Retype the records below word for word, from the line containing "Where in the photo above can the nose" through the last line.

Source records
═══

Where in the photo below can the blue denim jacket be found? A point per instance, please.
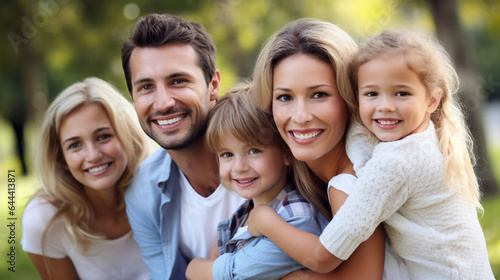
(248, 257)
(153, 209)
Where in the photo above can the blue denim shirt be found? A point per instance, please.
(154, 209)
(248, 257)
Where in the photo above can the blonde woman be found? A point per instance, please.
(75, 227)
(301, 76)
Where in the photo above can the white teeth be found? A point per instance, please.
(170, 121)
(246, 181)
(99, 168)
(306, 136)
(387, 122)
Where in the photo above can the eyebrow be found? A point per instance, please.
(309, 88)
(100, 129)
(171, 76)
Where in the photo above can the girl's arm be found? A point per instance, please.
(54, 269)
(200, 269)
(366, 262)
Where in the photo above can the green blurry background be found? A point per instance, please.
(49, 44)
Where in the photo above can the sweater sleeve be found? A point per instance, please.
(359, 146)
(378, 193)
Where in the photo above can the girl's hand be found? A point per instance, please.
(260, 219)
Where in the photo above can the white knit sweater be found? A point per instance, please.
(429, 226)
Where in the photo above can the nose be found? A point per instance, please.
(163, 99)
(385, 104)
(94, 154)
(301, 113)
(240, 164)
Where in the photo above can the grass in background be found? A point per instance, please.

═══

- _Response_:
Where in the photo above can the nose be found? A point per instance, please.
(163, 99)
(385, 104)
(94, 154)
(301, 113)
(240, 164)
Where in the photo above can the grass in background be found? A point per instance, please.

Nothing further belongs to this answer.